- 出題 A
下の一覧から、文字列「mouth」を含む行をすべて抜き出してください。

========================================

学校や職場にしろ、不満が全くないという人は稀だと思いますが、学校でも職場でも出来る限り自宅にいるようなそれこそ「アットホーム」な雰囲気を提供できれば、こうした「サザエさん症候群」に罹る方も減るのではないでしょうか?
そこで「会社に行きたい」或いは「会社にいるのが苦痛ではない」と社員が思えるために、必要な「3つの感」を紹介したいと思います。
安心感
まず、最も重要なのがこの「安心感」です。
ここでいう「安心感」とは、社員が「自分はこの職場に居てもいいんだ」と思えるような状態を指します。
(決して、「楽しても良いとか、サボりやすい職場」という意味ではありません)
パワハラ・セクハラやいじめ、嫌がらせなど、身の危険を感じるような職場に「安心感を抱くことはない」ということは誰でも分かることです。そして、その場所で自分の存在が認められ、安心を感じる環境がなければ、社員が自分の力を十分に発揮することも叶いません。
想像してもらえば分かると思いますが、もし自分が何かする度に、或いは何か意見を言う度に、叱責や無視されたりするようなことが起こる職場であれば、出来るだけ自己主張もせず、身を潜めるように過ごすはずです。
ましてや、新しいことにチャレンジしたり、何かを改善するなどといった本来会社が求める主体的で積極的な動きからは程遠い状況に陥ります。
しかし、非常に残念なことに、「個別労働紛争解決制度」に持ち込まれる労働相談の中で一番多いのが「いじめや嫌がらせ」といったトラブルで、その数は全体の約4分の1(25%)ほどにも上ります。(参照:【職場のトラブル】相談内容のトップは「いじめ、嫌がらせ」)
いかに「社員が安心して過ごせる職場」を提供することが難しいのかが分かると思います。
有用感
「有用感」とは「自分が役に立っている」と感じる状態です。
自分のやった仕事が会社で或いは社会にとって役に立っていると感じることで人は「有用感」を得られます。
ですが、「有用であるかどうか」「役立っているかどうか」というのは、自分だけでは感じにくい面もあります。全ての仕事が表で輝いているわけでもありませんし、やりがい溢れたものでもありません。
会社の組織上、どうしても日陰の仕事と呼ばれるような「単調な仕事や単純な仕事」というのは存在しますし、それを誰かにやってもらう必要があります。

========================================

- 出題 B
上の職場の雰囲気についての文章から、「ここでいう「安心感」とは、社」から「い溢れたものでもありません。」までの部分を一字も変えずに書き写してください。

データ一覧
========================================

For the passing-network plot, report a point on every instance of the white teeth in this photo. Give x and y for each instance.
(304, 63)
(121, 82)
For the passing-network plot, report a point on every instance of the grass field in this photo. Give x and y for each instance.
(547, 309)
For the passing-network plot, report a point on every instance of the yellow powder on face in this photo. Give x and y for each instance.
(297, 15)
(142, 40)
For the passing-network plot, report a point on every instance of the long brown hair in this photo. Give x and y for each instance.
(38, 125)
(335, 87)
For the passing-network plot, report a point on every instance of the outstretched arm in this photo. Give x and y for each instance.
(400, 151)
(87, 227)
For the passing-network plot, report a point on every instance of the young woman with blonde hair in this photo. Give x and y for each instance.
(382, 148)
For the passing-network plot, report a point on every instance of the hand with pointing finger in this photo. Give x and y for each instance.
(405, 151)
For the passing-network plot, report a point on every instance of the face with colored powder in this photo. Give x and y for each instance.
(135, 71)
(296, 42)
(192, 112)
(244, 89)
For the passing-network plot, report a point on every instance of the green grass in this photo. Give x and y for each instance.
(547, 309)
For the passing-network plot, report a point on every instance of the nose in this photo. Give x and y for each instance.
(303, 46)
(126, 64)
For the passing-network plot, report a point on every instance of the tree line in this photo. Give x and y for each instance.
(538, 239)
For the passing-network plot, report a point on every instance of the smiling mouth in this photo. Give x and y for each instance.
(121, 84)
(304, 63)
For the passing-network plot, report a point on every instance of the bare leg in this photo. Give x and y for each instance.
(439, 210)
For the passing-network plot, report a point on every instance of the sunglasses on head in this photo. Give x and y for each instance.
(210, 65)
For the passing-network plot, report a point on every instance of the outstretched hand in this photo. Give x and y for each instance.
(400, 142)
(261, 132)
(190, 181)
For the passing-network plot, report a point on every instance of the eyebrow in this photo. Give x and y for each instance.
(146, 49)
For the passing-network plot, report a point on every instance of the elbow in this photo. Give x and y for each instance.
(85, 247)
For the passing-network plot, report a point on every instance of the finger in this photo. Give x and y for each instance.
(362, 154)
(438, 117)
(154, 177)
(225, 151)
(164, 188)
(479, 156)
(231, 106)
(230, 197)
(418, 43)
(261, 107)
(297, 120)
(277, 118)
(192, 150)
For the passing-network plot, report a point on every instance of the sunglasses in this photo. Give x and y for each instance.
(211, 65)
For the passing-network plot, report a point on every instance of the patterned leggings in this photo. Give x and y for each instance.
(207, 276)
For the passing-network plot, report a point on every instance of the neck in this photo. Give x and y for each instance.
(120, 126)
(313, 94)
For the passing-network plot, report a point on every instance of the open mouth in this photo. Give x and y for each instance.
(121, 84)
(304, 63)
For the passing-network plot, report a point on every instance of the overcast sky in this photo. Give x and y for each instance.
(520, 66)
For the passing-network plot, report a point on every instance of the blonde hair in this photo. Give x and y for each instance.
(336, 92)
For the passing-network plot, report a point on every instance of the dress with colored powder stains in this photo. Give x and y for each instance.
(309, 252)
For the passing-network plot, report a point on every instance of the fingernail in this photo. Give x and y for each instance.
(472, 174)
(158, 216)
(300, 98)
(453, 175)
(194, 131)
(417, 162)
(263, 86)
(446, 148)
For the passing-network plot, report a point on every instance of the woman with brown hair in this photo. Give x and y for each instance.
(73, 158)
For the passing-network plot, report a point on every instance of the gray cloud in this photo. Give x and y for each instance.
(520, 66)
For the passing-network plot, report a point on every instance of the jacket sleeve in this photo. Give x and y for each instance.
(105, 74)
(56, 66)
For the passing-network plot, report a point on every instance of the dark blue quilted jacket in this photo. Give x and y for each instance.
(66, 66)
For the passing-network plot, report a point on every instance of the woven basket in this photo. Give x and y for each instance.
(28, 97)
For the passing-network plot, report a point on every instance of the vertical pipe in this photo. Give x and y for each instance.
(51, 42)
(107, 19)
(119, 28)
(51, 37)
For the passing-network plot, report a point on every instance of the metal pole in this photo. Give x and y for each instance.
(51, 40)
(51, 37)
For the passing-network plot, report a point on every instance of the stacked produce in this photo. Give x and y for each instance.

========================================

- 模範解答 A
For the passing-network plot, report a point on every instance of the smiling mouth in this photo. Give x and y for each instance.
For the passing-network plot, report a point on every instance of the open mouth in this photo. Give x and y for each instance.

- 模範解答 B
ここでいう「安心感」とは、社員が「自分はこの職場に居てもいいんだ」と思えるような状態を指します。
(決して、「楽しても良いとか、サボりやすい職場」という意味ではありません)
パワハラ・セクハラやいじめ、嫌がらせなど、身の危険を感じるような職場に「安心感を抱くことはない」ということは誰でも分かることです。そして、その場所で自分の存在が認められ、安心を感じる環境がなければ、社員が自分の力を十分に発揮することも叶いません。
想像してもらえば分かると思いますが、もし自分が何かする度に、或いは何か意見を言う度に、叱責や無視されたりするようなことが起こる職場であれば、出来るだけ自己主張もせず、身を潜めるように過ごすはずです。
ましてや、新しいことにチャレンジしたり、何かを改善するなどといった本来会社が求める主体的で積極的な動きからは程遠い状況に陥ります。
しかし、非常に残念なことに、「個別労働紛争解決制度」に持ち込まれる労働相談の中で一番多いのが「いじめや嫌がらせ」といったトラブルで、その数は全体の約4分の1(25%)ほどにも上ります。(参照:【職場のトラブル】相談内容のトップは「いじめ、嫌がらせ」)
いかに「社員が安心して過ごせる職場」を提供することが難しいのかが分かると思います。
有用感
「有用感」とは「自分が役に立っている」と感じる状態です。
自分のやった仕事が会社で或いは社会にとって役に立っていると感じることで人は「有用感」を得られます。
ですが、「有用であるかどうか」「役立っているかどうか」というのは、自分だけでは感じにくい面もあります。全ての仕事が表で輝いているわけでもありませんし、やりがい溢れたものでもありません。